▸ **TEXT BLOCK**:
▼

Differential charge density DCD₂, defined as ρ_DCD2 = ρ_Total – 4^*ρ_isolated + 3^*ρ_Substrate, illustrates the electron redistribution when putting four isolated adsorbed BPPA molecules together forming an adosrbed tetramer on Au(111) surface. Here, ρ_isolated is the total electron density of an adsorbed isolated BPPA molecule. Electron reduction between the two molecules and accumulation above Au₁ manifest the non-bonding nature of the intermolecular wavefunction overlap; while the substrate is effectively an electron acceptor. It is exceptional that the intermolecular hybridization leads to non-bonding. If we revisit the DOS, both the bonding and antibonding states of the intermolecular (N₁ and N₃) electronic hybridization are fully occupied, which thus gives rise to an overall result of non-bonding. The substrate, however, receives extra electrons squeezed from the two LEPs, which further stabilizes the “compressed” tetramer. In addition to the stabilizing effect, the substrate significantly modifies the electron density at the N–N region, which indicates that it is highly necessary to include the substrates in modeling nc-AFM images.

▲

▸ **ENTRIES SHOWN**:
▼

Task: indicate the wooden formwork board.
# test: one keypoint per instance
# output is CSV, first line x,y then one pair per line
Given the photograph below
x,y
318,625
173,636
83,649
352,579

▲

▸ **TASK DIRECTIONS**: In the passage on the adsorbed BPPA tetramer, what role does the substrate effectively play? The rows aren't needed for this.

▸ **TASK SOLUTION**: An electron acceptor.